* Description of the task *
From the line containing "man's hair ->" to the last line of the records below, retype every line exactly and output nothing else.

Collection entries

_ _ _ _

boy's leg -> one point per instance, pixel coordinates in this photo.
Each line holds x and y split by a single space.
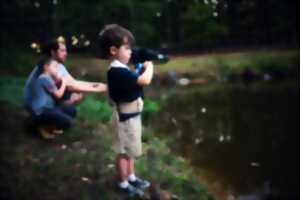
133 180
122 167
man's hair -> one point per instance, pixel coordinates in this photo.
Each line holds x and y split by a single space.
44 61
113 35
51 45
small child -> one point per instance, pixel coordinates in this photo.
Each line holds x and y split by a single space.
125 89
46 115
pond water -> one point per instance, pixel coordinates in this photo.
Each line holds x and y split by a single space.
242 140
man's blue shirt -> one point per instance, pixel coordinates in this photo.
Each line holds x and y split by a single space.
41 94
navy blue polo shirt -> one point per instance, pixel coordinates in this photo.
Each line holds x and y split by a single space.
122 86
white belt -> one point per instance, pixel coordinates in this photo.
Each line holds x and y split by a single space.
131 107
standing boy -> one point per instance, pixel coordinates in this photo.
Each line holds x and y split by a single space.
125 89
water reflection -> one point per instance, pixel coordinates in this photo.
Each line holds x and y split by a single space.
242 140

_ _ _ _

* Task result *
man's hair -> one point per instance, pixel coordinates in this photo.
Each line holds x and y split by a single space.
44 61
113 35
51 45
small child -> one point per instance, pixel coordinates in this photo.
Each line holds x and y split by a single space.
125 89
46 115
pond water -> one point per instance, pixel coordinates in this photo.
Each line holds x and y split by a single space.
242 140
man's blue shirt -> one point per instance, pixel coordinates in this photo.
Each line holds x and y split by a single space.
41 94
navy blue polo shirt -> one point per instance, pixel coordinates in this photo.
Each line holds x and y split by a single space.
122 86
white belt -> one point per instance, pixel coordinates in this photo.
Each line holds x and y split by a single space.
131 107
standing boy -> one point per instance, pixel coordinates in this photo.
Each line holds x and y split by a single space.
125 89
water reflection -> one point per instance, pixel coordinates in this photo.
Each line holds x and y split by a single space.
242 140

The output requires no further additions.